Extracted data.
▬▬▬

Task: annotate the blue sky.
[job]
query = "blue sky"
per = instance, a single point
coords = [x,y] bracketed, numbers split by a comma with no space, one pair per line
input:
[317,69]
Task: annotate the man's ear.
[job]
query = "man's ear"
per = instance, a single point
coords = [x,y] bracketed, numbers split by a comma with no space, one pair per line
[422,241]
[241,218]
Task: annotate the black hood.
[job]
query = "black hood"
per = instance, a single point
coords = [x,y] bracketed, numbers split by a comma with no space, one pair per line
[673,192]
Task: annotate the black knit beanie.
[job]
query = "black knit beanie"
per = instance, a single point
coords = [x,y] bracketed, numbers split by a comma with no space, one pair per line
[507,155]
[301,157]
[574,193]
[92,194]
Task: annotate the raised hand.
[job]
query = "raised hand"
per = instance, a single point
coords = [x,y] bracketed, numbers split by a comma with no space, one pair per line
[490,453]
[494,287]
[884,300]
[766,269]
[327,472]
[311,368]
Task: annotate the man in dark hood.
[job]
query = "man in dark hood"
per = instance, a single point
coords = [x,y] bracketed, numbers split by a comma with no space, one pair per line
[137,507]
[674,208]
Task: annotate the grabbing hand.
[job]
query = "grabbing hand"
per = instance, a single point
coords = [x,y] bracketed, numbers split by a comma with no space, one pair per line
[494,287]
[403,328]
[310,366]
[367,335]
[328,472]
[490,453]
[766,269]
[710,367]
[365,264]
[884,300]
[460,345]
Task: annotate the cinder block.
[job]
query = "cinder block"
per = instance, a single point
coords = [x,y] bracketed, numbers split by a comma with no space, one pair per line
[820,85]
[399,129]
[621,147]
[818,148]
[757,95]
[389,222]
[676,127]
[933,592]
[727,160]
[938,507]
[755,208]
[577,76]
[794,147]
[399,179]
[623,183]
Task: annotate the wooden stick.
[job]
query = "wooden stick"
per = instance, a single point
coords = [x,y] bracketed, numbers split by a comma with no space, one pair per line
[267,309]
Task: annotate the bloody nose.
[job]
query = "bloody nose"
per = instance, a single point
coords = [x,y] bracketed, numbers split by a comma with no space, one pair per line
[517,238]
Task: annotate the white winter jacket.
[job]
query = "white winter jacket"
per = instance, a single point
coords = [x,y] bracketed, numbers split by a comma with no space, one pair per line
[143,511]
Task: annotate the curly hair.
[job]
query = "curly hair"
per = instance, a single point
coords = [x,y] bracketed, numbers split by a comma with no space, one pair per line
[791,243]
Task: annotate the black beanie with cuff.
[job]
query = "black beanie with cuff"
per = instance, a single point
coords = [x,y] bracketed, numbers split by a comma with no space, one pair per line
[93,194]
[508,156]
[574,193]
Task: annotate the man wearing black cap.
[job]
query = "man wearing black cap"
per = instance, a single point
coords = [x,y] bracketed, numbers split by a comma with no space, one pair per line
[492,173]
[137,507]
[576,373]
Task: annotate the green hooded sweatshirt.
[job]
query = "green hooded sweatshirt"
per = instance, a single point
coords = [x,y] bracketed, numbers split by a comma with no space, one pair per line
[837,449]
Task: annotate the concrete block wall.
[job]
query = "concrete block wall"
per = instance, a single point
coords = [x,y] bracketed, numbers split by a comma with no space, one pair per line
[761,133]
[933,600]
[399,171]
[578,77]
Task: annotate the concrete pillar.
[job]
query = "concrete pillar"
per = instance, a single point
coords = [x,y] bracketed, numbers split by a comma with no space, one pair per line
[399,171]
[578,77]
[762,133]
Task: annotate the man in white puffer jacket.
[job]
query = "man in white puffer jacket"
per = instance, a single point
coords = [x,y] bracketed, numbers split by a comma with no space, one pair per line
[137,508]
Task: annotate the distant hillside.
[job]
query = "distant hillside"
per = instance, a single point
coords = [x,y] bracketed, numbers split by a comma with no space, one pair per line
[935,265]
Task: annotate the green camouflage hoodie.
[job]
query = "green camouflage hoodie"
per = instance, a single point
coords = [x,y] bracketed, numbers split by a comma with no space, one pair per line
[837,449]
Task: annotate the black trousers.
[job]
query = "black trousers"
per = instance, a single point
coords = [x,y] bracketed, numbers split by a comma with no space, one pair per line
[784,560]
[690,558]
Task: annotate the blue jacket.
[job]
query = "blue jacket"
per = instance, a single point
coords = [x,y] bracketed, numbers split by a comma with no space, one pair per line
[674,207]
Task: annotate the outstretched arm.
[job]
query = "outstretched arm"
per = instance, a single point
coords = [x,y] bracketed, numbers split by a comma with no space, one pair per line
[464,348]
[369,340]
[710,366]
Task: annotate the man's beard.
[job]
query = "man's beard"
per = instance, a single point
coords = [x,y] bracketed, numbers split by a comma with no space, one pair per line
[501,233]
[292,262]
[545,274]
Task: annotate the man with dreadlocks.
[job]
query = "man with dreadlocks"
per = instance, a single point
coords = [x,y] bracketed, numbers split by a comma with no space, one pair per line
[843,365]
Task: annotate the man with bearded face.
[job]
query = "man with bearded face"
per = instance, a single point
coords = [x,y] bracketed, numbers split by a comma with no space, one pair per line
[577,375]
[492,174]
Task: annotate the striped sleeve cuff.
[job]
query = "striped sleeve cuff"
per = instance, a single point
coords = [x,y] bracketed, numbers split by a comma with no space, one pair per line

▬▬▬

Task prompt. Present every line of the material above as a numbered list, leaving out any blank lines.

Solution.
1. Task: annotate the blue sky.
2. [job]
3. query = "blue sky"
4. per = instance, a single point
5. coords = [x,y] bracketed, numbers split by a comma with no space, one pair per line
6. input:
7. [317,69]
8. Task: annotate the man's ear.
9. [job]
10. query = "man's ear"
11. per = instance, a single point
12. coords = [x,y] bracketed, numbers split by a comma with no space, one pair per line
13. [422,241]
14. [241,218]
15. Task: annotate the black hood.
16. [job]
17. query = "black hood"
18. per = instance, a single point
19. coords = [x,y] bracketed, numbers split by a comma with no space, one pair per line
20. [673,192]
21. Task: annotate the black knit beanie.
22. [job]
23. query = "black knit beanie"
24. per = instance, a single point
25. coords = [x,y] bracketed, numbers split by a comma with no space, one pair per line
26. [507,155]
27. [301,157]
28. [574,193]
29. [92,194]
30. Task: annotate the raised hand.
31. [job]
32. query = "raised hand"
33. per = instance, a single point
34. coords = [x,y] bracketed, numbers split by a comma with no space, one pair per line
35. [490,453]
36. [494,287]
37. [884,300]
38. [766,269]
39. [327,472]
40. [311,368]
41. Task: annotate the man in dark hood.
42. [job]
43. query = "man in dark hood"
44. per = instance, a single point
45. coords = [x,y] bracketed, numbers split by a comma with no space, one pair per line
46. [137,507]
47. [674,208]
48. Task: annotate the grabbing hand.
49. [job]
50. query = "grabbing hand"
51. per = instance, a single point
52. coords = [x,y] bracketed, numbers split by a comma with no space, one pair per line
53. [494,287]
54. [403,328]
55. [310,366]
56. [367,335]
57. [328,472]
58. [490,453]
59. [766,269]
60. [710,367]
61. [365,264]
62. [884,300]
63. [460,345]
64. Task: annotate the cinder block.
65. [job]
66. query = "cinder block"
67. per = instance, a single point
68. coords = [x,y] bracketed, numbers split by a comma with no space, one pair per line
69. [820,85]
70. [399,129]
71. [621,147]
72. [818,148]
73. [757,95]
74. [389,222]
75. [676,127]
76. [933,592]
77. [727,160]
78. [938,507]
79. [755,208]
80. [577,76]
81. [794,147]
82. [399,179]
83. [623,183]
84. Task: annotate the wooden stick.
85. [job]
86. query = "wooden stick"
87. per = instance, a single point
88. coords = [x,y] bracketed, numbers split by a comma with no space, one pair per line
89. [267,309]
90. Task: annotate the bloody nose.
91. [job]
92. query = "bloody nose"
93. per = instance, a single point
94. coords = [x,y] bracketed, numbers split by a comma with no space, one pair per line
95. [517,238]
96. Task: annotate the white winter jacket.
97. [job]
98. query = "white winter jacket"
99. per = instance, a single point
100. coords = [x,y] bracketed, numbers split by a comma with no space, one pair per line
101. [143,511]
102. Task: annotate the curly hair.
103. [job]
104. query = "curly hair"
105. per = instance, a single point
106. coords = [x,y] bracketed, numbers split by a comma with no space, one pair per line
107. [791,243]
108. Task: annotate the black beanie with cuff.
109. [job]
110. query = "black beanie with cuff"
111. per = instance, a single point
112. coords = [x,y] bracketed, numbers split by a comma with no space, one pair per line
113. [93,194]
114. [508,156]
115. [574,193]
116. Task: annotate the man wearing black cap.
117. [job]
118. query = "man wearing black cap"
119. per = instance, a single point
120. coords = [x,y] bracketed, numbers split by a comma with no space, one pair per line
121. [492,173]
122. [137,507]
123. [576,373]
124. Task: annotate the green hooded sweatshirt.
125. [job]
126. query = "green hooded sweatshirt"
127. per = instance, a single point
128. coords = [x,y] bracketed, numbers split by a comma with no space, one pair per line
129. [837,449]
130. Task: annotate the concrete block wall.
131. [job]
132. query = "concrete block wall"
133. per = instance, a single point
134. coords = [x,y] bracketed, numbers split by a comma with no space, one pair per line
135. [761,133]
136. [933,600]
137. [399,171]
138. [578,77]
139. Task: annotate the concrete pillar.
140. [job]
141. query = "concrete pillar"
142. per = instance, a single point
143. coords = [x,y] bracketed, numbers split by a comma with no space, one pair per line
144. [399,171]
145. [578,77]
146. [762,133]
147. Task: annotate the man in white puffer jacket.
148. [job]
149. query = "man in white puffer jacket"
150. per = instance, a single point
151. coords = [x,y] bracketed, numbers split by a comma with no space, one pair per line
152. [137,508]
153. Task: annotate the distant hillside.
154. [job]
155. query = "distant hillside"
156. per = instance, a single point
157. coords = [x,y] bracketed, numbers split by a comma with no space, one pair per line
158. [935,265]
159. Task: annotate the green camouflage hoodie.
160. [job]
161. query = "green camouflage hoodie"
162. per = instance, a single point
163. coords = [x,y] bracketed, numbers split by a comma with no space, one pair per line
164. [837,449]
165. Task: annotate the black trousers.
166. [job]
167. query = "black trousers"
168. per = instance, a single point
169. coords = [x,y] bracketed, numbers split by a comma with no space, one pair per line
170. [784,560]
171. [690,558]
172. Task: annotate the blue jacket.
173. [job]
174. query = "blue jacket"
175. per = instance, a single point
176. coords = [x,y] bracketed, numbers split by a comma with no space, one pair per line
177. [674,207]
178. Task: annotate the outstretched arm.
179. [job]
180. query = "outstretched arm"
181. per = instance, a single point
182. coords = [x,y] bracketed, numbers split by a comma with no space, one pair per line
183. [464,348]
184. [369,340]
185. [710,366]
186. Task: annotate the man's beard.
187. [job]
188. query = "man's beard"
189. per = instance, a single point
190. coords = [x,y] bracketed, numbers split by a comma with no space, one pair per line
191. [501,233]
192. [292,262]
193. [545,274]
194. Task: annotate the man with dreadlocks.
195. [job]
196. query = "man with dreadlocks"
197. per = instance, a single point
198. coords = [x,y] bracketed, numbers split by a comma with no space, one pair per line
199. [843,365]
200. Task: annotate the man with bearded face.
201. [job]
202. query = "man with bearded face"
203. per = instance, a single point
204. coords = [x,y] bracketed, numbers split by a comma with no space, one pair per line
205. [577,375]
206. [492,174]
207. Task: annotate the striped sleeve cuff.
208. [job]
209. query = "striped sleeve cuff"
210. per = instance, a single point
211. coords = [x,y] bracketed, numbers split by a comma with no space, one pair per line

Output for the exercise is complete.